Gillibrand also put forth a slate of proposals aimed at making adoption and fertility treatments affordable for more families, such as making the existing adoption tax credit refundable to families who don’t owe federal income taxes.
One idea echoes a bill requiring all private-sector and many public health insurance plans to cover IVF, which her fellow 2020 contender, Sen. Cory Booker (D-N.J.) introduced with Rep. Rose DeLauro (D-Conn.) in May 2018. (Fifteen states currently require most insurers to cover or offer coverage for fertility treatments.) Another plank involves Gillibrand’s 2017 proposal to prevent public spending on adoption and foster agencies that discriminate against LGBTQ parents or youth.
To help low-income families with newborns, Gillibrand supports delivering new parents “baby bundles,” boxes of necessities that can be repurposed as a crib, an idea that several US states have adopted from countries like Finland.

************

### Tasks
**a.** In the Gillibrand excerpt, change "IVF" to "in vitro fertilization" and give the passage between "One idea echoes" and "countries like Finland.", inclusive.
**b.** How would you render this sentence from the Gillibrand excerpt in Spanish: "(Fifteen states currently require most insurers to cover or offer coverage for fertility treatments.)"?
**c.** Do these statements agree with the Gillibrand excerpt? Answer yes or no for each, quoting the words that decide it. (i) Booker introduced the IVF coverage bill with Rep. Rose DeLauro in May 2018. (ii) Gillibrand's proposal on agencies that discriminate against LGBTQ parents or youth dates from 2019. (iii) The boxes in the "baby bundles" can be repurposed as a crib.
The records are separate material with no connection to the Gillibrand excerpt.

### Information supplied
************

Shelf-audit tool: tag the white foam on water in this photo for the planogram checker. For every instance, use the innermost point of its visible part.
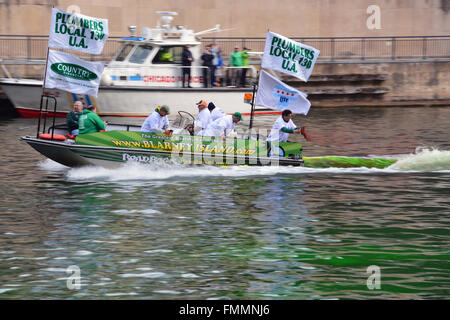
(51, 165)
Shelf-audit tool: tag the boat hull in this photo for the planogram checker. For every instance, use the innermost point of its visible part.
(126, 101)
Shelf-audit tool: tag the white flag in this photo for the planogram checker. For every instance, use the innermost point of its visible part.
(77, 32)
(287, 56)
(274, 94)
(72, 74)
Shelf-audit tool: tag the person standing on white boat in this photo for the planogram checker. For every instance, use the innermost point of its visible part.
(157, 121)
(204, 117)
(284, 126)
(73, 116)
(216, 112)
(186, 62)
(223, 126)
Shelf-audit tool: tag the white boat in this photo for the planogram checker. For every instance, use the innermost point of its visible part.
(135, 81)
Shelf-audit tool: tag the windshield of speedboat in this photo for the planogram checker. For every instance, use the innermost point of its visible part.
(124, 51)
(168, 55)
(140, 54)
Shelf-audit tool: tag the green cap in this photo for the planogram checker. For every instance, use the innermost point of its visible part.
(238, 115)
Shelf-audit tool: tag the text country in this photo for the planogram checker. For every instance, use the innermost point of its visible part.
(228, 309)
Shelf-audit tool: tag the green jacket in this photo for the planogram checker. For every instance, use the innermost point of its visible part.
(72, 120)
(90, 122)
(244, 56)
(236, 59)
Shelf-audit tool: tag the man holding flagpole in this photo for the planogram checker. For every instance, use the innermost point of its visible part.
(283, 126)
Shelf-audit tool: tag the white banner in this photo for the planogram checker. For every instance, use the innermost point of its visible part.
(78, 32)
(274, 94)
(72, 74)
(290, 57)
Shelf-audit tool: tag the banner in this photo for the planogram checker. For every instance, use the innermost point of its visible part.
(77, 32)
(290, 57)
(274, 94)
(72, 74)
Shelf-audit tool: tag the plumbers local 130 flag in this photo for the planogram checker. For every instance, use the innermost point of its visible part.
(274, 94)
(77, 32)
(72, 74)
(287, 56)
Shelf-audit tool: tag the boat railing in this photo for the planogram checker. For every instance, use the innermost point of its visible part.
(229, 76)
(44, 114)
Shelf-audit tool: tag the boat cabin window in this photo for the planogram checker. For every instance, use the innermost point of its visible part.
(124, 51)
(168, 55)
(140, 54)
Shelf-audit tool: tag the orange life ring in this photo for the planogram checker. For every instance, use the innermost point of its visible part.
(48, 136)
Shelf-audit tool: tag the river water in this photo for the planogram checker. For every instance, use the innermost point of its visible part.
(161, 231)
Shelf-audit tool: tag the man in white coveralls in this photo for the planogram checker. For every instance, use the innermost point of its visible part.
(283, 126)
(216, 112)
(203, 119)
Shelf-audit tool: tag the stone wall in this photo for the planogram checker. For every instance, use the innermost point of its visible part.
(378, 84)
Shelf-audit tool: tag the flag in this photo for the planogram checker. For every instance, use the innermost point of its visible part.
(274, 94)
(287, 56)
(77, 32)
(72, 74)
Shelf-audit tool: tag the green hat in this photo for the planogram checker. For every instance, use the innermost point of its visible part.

************

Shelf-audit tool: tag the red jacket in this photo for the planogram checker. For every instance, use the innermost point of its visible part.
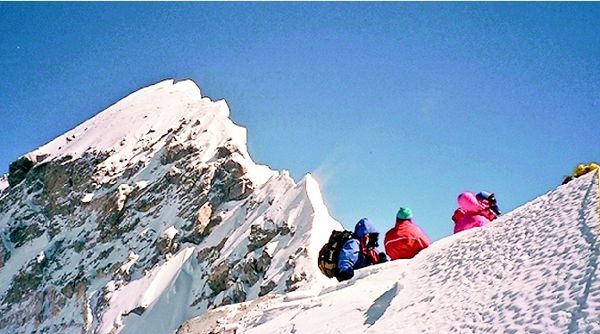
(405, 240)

************

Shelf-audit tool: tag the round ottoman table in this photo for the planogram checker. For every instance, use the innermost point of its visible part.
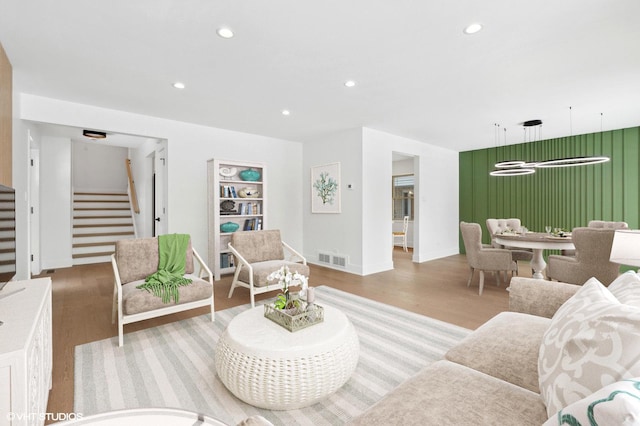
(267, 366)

************

### Expected outputs
**a.**
One idea echoes a bill requiring all private-sector and many public health insurance plans to cover in vitro fertilization, which her fellow 2020 contender, Sen. Cory Booker (D-N.J.) introduced with Rep. Rose DeLauro (D-Conn.) in May 2018. (Fifteen states currently require most insurers to cover or offer coverage for fertility treatments.) Another plank involves Gillibrand’s 2017 proposal to prevent public spending on adoption and foster agencies that discriminate against LGBTQ parents or youth.
To help low-income families with newborns, Gillibrand supports delivering new parents “baby bundles,” boxes of necessities that can be repurposed as a crib, an idea that several US states have adopted from countries like Finland.

**b.** (Actualmente, quince estados exigen que la mayoría de las aseguradoras cubran u ofrezcan cobertura para los tratamientos de fertilidad.)

**c.**
(i) Yes: "Sen. Cory Booker (D-N.J.) introduced with Rep. Rose DeLauro (D-Conn.) in May 2018"
(ii) No: "Gillibrand’s 2017 proposal"
(iii) Yes: "boxes of necessities that can be repurposed as a crib"